▸ Exercise task a
Find every line in the entries that contains the string "dark", and copy each of those lines. Case counts.
** begin Source passage **
Sometimes a show makes me want to stand up and declare “now this is why I come to the theater!” On opening night of “Silent Sky” by Lauren Gunderson, you could feel the crackling excitement that this just might be a show for the ages. And indeed, it was. “Silent Sky” is based on the true story of Henrietta Leavitt, a groundbreaking astronomer from the early 1900s who transcended limitations placed on her gender to reach for the stars.
Leavitt, played by the indomitable Kendra Jo Brook, bounded onto the stage brimming with exuberance for the stars and sky. A play about the stars could be difficult to successfully stage indoors, but Henri, as her sister calls her, conjured the night sky all around us all with her vivid descriptions and her willful spirit. As Henri and her sister, Margaret (Zoya Martin), talked about their passions for astronomy and music respectively, the language and shorthand they shared was riveting. Brook and Martin have the easy familiarity of sisters, and both actresses gave bold performances worthy of the incredible women they portrayed. I found myself wanting to hold onto their conversations so that I could think more deeply about the intertwining of astronomy and music, which winded its way throughout the production. The poetry with which Henri described the stars together with the distant melody of Margaret’s lilting piano was significant and deep, yet light and carefree when discussed through the prism of their youthful optimism. It was much like hearing a new song that sounds familiar even though you have not heard the version of the notes put together in quite this way before.
** end Source passage **
** begin Source records **
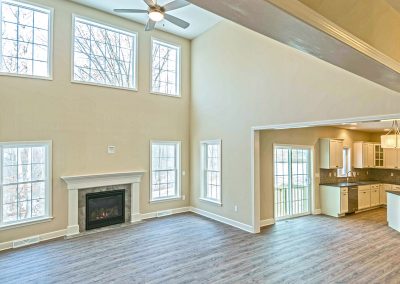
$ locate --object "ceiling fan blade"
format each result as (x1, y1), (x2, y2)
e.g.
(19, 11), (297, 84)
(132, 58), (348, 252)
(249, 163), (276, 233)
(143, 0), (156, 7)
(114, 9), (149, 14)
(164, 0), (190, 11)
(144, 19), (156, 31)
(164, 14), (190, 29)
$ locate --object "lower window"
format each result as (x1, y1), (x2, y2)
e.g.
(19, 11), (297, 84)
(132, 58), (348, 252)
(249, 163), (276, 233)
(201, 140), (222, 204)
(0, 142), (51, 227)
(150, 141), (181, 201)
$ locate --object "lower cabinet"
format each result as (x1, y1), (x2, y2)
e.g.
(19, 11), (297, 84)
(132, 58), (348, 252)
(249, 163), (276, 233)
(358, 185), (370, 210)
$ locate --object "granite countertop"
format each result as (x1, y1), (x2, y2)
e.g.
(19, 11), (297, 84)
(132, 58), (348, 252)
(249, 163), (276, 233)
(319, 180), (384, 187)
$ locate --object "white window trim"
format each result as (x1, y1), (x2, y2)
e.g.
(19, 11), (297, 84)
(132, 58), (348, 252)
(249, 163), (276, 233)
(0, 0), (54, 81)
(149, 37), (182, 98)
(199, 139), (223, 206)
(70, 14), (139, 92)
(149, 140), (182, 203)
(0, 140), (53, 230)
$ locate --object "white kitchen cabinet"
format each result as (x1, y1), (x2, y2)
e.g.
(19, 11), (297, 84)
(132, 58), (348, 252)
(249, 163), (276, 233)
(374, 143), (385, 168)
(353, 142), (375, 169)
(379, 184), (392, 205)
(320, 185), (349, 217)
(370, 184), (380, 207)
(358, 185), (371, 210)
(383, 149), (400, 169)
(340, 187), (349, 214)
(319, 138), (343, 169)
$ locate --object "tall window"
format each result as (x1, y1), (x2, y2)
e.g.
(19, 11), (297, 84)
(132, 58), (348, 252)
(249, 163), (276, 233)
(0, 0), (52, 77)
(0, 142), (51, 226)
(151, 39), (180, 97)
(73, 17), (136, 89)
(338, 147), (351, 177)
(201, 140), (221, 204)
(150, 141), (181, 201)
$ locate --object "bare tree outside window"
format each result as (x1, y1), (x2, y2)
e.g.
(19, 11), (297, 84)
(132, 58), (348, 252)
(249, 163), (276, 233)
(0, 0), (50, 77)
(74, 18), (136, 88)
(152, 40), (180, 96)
** end Source records **
** begin Source records **
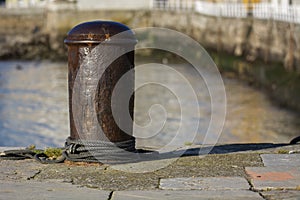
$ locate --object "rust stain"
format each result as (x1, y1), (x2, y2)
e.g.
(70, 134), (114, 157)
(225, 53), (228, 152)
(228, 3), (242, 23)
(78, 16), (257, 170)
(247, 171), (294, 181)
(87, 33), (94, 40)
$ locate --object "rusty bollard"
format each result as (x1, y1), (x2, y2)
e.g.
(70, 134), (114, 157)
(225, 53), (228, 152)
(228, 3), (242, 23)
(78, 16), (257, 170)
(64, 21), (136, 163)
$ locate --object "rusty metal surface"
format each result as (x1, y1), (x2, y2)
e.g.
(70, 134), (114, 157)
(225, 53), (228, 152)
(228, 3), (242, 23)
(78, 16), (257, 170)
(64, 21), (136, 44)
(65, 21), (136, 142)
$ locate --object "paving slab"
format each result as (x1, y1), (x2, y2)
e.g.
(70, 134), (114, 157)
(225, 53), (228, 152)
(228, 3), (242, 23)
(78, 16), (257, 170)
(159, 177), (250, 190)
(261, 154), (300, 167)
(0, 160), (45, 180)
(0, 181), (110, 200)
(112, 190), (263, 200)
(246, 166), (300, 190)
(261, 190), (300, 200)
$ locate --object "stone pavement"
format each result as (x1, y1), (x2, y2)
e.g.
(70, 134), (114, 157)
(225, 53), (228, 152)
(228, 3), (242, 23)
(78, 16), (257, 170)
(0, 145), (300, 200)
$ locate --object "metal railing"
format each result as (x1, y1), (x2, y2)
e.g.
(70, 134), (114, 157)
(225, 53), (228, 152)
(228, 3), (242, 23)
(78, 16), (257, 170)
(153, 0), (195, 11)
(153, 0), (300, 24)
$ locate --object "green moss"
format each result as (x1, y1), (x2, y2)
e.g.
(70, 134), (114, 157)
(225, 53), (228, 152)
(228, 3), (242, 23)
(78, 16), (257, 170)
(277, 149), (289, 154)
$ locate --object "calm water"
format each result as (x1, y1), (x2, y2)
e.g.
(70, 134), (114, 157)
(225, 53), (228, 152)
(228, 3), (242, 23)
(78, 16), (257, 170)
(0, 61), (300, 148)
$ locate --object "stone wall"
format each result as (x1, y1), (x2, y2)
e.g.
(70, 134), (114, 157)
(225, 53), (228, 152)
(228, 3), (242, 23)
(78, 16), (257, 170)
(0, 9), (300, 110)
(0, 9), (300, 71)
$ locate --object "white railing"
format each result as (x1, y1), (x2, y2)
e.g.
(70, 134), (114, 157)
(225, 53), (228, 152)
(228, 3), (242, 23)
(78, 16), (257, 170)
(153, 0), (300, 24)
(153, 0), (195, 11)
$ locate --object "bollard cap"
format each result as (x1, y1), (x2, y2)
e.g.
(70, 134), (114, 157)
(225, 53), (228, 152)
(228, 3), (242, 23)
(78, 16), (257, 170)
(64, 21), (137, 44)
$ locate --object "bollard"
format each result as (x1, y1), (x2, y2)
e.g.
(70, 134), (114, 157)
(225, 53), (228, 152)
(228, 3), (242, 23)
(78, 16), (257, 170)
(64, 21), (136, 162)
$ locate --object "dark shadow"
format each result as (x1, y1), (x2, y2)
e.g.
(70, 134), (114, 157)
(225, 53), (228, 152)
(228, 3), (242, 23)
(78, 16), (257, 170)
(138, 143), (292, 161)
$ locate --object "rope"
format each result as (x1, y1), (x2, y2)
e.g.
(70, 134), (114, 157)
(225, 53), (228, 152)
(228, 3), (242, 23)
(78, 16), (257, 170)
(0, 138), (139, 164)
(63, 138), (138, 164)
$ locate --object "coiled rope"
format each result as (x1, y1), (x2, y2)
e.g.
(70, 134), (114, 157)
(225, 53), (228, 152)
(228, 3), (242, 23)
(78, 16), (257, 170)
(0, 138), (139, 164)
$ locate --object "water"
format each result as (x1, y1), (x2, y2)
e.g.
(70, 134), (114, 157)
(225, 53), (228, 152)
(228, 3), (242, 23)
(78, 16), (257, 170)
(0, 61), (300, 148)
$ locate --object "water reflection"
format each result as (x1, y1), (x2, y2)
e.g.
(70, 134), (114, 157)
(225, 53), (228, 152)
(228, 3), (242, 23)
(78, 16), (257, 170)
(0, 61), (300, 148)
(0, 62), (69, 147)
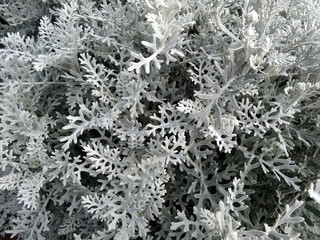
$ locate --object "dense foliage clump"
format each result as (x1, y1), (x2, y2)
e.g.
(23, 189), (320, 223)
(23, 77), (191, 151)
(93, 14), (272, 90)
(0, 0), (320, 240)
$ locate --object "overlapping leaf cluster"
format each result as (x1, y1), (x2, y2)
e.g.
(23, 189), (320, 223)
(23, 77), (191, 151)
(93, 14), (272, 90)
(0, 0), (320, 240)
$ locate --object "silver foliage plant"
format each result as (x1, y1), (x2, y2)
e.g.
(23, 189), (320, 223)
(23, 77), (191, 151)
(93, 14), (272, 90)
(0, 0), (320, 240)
** end Source records **
** begin Source records **
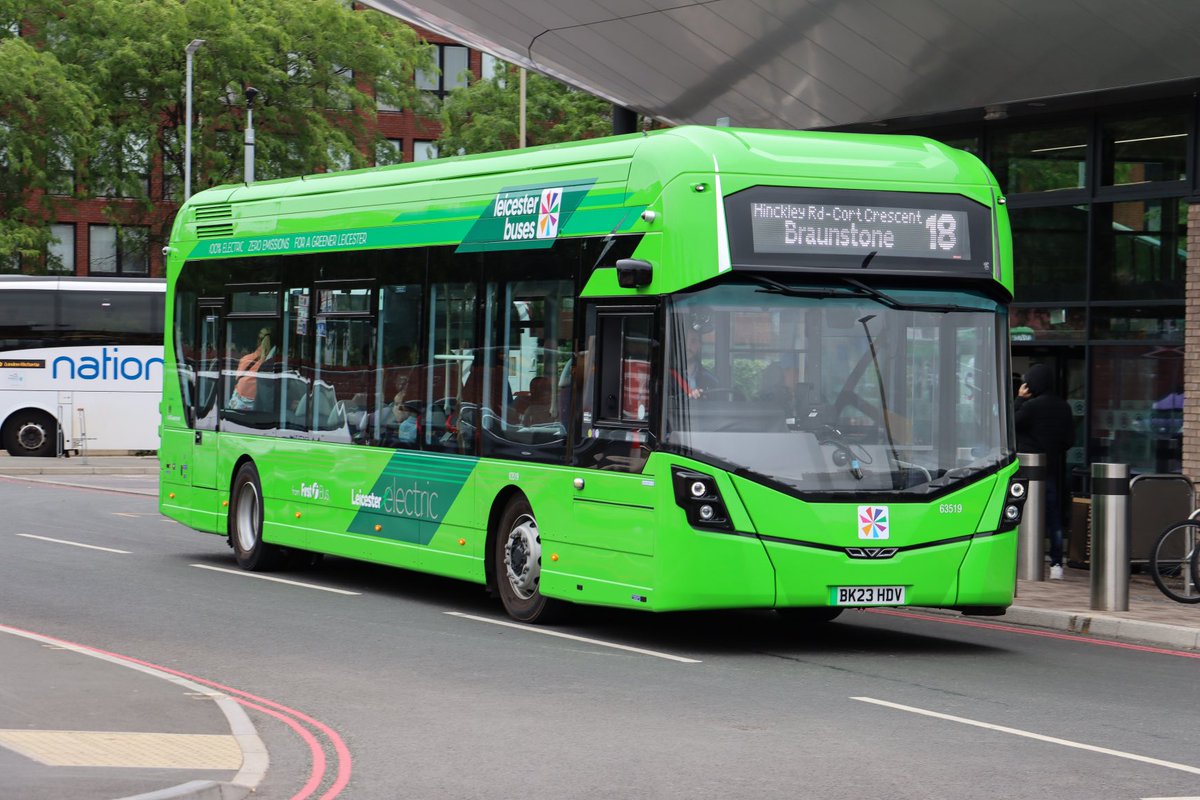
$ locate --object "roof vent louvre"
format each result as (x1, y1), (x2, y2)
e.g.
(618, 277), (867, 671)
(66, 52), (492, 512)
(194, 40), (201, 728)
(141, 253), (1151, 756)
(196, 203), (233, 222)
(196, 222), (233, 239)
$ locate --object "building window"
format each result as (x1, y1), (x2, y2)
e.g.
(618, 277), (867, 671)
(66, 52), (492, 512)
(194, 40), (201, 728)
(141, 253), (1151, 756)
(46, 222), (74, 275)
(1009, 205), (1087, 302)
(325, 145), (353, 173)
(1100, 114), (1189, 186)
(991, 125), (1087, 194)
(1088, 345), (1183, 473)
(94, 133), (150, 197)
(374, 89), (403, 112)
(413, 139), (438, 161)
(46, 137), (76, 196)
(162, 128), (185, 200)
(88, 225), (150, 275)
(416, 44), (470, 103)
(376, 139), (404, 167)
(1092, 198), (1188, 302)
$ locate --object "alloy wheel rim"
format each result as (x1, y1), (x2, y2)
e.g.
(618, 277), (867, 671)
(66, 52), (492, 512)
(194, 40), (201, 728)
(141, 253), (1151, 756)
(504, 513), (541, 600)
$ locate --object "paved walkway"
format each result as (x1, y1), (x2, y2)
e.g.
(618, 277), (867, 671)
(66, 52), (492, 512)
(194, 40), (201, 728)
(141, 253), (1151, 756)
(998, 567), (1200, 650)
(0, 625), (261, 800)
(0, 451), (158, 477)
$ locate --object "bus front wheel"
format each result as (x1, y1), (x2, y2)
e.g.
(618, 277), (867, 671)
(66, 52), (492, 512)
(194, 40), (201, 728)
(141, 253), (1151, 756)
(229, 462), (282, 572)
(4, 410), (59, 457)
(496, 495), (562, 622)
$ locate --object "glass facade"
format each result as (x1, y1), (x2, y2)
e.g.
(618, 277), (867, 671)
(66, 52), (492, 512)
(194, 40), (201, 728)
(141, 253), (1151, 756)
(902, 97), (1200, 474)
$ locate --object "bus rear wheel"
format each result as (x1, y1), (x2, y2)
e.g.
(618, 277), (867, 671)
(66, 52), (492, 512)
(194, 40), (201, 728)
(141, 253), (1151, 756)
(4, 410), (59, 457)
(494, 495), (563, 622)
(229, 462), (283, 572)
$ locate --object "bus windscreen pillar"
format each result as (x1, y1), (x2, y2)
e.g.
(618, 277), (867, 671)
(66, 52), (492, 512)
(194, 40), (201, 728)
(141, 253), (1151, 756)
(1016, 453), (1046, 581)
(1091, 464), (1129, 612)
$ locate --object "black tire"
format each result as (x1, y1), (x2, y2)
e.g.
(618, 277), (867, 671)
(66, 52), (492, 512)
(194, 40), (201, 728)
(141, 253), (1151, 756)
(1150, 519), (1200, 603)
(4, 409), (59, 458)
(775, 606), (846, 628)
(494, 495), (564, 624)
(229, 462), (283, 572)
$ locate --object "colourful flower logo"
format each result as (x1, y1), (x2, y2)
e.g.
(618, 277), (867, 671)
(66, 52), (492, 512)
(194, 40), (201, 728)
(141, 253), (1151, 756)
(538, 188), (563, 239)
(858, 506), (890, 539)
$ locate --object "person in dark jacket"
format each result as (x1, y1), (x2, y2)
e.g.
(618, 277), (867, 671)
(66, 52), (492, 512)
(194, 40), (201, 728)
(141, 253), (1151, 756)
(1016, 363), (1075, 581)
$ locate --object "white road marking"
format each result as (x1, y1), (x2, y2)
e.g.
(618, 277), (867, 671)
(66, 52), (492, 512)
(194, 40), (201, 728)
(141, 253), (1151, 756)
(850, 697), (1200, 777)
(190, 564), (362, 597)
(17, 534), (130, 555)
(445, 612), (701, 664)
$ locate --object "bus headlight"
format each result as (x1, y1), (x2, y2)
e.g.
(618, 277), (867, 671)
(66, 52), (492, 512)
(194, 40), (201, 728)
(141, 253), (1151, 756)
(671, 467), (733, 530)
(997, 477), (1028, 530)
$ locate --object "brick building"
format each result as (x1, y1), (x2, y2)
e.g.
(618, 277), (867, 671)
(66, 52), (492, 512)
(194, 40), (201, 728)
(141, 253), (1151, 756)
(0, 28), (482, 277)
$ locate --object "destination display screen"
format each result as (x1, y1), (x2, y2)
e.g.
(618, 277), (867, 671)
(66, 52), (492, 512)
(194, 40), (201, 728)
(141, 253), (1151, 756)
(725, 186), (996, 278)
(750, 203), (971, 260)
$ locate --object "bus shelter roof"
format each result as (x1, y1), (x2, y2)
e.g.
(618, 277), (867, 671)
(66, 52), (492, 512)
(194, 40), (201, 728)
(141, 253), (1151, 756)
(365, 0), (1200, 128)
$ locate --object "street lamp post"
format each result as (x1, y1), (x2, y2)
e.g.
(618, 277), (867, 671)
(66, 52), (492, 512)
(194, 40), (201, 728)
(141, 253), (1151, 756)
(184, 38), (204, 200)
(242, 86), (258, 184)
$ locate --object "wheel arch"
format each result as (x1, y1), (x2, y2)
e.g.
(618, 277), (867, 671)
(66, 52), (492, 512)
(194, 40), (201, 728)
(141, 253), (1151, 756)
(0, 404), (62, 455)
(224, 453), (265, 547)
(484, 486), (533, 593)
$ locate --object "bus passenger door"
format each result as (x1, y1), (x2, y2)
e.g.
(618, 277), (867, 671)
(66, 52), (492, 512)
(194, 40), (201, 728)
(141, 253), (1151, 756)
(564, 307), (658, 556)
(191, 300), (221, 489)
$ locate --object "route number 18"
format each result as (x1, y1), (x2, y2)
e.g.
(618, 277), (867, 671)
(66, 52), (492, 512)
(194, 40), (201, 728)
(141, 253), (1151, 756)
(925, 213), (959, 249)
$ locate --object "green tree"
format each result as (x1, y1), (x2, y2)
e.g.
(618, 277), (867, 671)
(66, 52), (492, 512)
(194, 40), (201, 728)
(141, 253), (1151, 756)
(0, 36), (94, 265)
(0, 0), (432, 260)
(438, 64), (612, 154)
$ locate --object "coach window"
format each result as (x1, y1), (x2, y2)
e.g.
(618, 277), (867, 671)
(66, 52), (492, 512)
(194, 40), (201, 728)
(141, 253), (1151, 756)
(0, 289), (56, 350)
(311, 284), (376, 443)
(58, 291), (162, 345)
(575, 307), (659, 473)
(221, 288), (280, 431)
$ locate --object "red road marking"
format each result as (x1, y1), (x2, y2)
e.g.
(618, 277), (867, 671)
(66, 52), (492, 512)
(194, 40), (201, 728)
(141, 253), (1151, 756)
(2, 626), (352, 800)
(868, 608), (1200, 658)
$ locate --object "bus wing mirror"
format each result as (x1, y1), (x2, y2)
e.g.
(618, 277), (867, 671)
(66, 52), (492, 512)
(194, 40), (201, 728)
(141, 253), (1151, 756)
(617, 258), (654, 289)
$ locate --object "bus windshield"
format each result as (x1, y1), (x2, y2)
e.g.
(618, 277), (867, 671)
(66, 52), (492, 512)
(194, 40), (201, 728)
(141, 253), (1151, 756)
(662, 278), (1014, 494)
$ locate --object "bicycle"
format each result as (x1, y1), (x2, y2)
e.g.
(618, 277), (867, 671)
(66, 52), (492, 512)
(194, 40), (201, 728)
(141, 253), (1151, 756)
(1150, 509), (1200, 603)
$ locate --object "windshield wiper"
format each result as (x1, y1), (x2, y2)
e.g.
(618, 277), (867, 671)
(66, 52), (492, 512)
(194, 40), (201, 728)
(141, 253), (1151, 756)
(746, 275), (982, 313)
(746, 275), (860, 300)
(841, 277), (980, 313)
** end Source records **
▸ Exercise task b
Retype the theater review above in full, word for word.

▸ Final result a
$ locate --object "dark shadow"
$ locate --object "person in dark jacket"

▸ Final result b
Sometimes a show makes me want to stand up and declare “now this is why I come to the theater!” On opening night of “Silent Sky” by Lauren Gunderson, you could feel the crackling excitement that this just might be a show for the ages. And indeed, it was. “Silent Sky” is based on the true story of Henrietta Leavitt, a groundbreaking astronomer from the early 1900s who transcended limitations placed on her gender to reach for the stars.
Leavitt, played by the indomitable Kendra Jo Brook, bounded onto the stage brimming with exuberance for the stars and sky. A play about the stars could be difficult to successfully stage indoors, but Henri, as her sister calls her, conjured the night sky all around us all with her vivid descriptions and her willful spirit. As Henri and her sister, Margaret (Zoya Martin), talked about their passions for astronomy and music respectively, the language and shorthand they shared was riveting. Brook and Martin have the easy familiarity of sisters, and both actresses gave bold performances worthy of the incredible women they portrayed. I found myself wanting to hold onto their conversations so that I could think more deeply about the intertwining of astronomy and music, which winded its way throughout the production. The poetry with which Henri described the stars together with the distant melody of Margaret’s lilting piano was significant and deep, yet light and carefree when discussed through the prism of their youthful optimism. It was much like hearing a new song that sounds familiar even though you have not heard the version of the notes put together in quite this way before.